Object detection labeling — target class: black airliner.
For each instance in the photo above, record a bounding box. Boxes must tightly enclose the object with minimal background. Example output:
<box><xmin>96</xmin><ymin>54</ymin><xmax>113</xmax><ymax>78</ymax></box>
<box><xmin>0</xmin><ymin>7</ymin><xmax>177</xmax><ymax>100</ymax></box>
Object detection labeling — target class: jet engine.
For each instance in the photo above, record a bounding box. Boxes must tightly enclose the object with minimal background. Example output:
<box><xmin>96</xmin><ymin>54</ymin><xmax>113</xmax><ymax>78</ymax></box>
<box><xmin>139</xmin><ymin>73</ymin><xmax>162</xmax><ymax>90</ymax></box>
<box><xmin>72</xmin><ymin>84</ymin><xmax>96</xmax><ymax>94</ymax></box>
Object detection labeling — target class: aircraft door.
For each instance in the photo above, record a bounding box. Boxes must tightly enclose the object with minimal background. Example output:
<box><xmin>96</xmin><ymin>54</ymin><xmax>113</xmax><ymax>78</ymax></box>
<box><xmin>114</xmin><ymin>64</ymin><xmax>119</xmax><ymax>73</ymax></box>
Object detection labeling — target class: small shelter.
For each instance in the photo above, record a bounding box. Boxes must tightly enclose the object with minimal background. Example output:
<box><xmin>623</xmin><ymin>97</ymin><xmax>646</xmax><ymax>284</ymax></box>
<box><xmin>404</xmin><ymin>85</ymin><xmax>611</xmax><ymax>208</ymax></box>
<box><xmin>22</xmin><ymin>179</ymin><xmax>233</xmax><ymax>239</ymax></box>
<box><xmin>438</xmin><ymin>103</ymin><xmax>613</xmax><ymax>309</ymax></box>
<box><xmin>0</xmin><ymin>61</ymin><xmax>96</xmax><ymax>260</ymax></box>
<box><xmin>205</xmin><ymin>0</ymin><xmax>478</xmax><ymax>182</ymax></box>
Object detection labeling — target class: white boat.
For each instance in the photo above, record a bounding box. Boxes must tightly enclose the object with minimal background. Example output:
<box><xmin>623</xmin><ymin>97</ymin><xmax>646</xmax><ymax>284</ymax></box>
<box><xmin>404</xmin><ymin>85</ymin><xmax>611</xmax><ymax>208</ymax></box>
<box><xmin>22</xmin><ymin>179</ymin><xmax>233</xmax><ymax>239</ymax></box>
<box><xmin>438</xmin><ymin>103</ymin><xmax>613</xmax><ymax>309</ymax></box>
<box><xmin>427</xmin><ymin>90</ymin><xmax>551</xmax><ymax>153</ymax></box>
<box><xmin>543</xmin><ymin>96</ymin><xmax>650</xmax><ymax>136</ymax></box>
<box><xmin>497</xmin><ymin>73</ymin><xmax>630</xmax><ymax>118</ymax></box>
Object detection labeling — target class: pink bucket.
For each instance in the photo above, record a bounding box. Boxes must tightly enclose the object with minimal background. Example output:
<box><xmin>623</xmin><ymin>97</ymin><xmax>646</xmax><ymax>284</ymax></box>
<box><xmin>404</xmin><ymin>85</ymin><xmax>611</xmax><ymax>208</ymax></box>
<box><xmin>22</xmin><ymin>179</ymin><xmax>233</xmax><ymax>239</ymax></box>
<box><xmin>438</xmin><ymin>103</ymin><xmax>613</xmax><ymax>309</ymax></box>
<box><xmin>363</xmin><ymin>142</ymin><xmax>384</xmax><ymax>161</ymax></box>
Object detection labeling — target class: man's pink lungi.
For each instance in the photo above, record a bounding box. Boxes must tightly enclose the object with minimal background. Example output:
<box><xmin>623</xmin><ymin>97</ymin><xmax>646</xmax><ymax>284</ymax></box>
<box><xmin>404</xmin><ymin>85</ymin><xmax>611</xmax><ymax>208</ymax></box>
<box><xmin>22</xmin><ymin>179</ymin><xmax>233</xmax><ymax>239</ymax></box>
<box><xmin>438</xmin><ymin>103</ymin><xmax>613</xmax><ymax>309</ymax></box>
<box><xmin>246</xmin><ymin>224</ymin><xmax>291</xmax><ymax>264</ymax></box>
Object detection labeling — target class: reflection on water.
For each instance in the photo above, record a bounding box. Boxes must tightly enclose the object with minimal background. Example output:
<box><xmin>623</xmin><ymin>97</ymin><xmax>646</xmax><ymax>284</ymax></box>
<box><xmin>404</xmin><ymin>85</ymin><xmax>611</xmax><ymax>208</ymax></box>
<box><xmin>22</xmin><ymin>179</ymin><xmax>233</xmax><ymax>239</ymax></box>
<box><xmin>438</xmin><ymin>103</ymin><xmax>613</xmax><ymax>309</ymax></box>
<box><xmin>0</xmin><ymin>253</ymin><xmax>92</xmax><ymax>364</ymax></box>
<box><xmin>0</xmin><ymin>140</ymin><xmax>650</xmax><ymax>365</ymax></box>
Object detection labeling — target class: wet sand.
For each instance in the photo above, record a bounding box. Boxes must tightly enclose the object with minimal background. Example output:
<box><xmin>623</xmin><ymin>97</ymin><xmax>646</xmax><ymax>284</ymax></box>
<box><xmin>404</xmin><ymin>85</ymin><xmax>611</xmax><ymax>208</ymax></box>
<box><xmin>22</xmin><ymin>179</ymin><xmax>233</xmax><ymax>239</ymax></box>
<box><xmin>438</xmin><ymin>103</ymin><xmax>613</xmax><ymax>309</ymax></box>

----------

Take every line from the one containing "Object detection labeling — target class: wet" to the end of the listing and output it exactly, with nothing else.

> **Reply**
Object detection labeling — target class: wet sand.
For each instance in the photo above, record a bounding box. Boxes must tightly enclose the object with minimal background. Example output:
<box><xmin>623</xmin><ymin>97</ymin><xmax>646</xmax><ymax>284</ymax></box>
<box><xmin>404</xmin><ymin>85</ymin><xmax>611</xmax><ymax>208</ymax></box>
<box><xmin>22</xmin><ymin>179</ymin><xmax>233</xmax><ymax>239</ymax></box>
<box><xmin>438</xmin><ymin>103</ymin><xmax>613</xmax><ymax>309</ymax></box>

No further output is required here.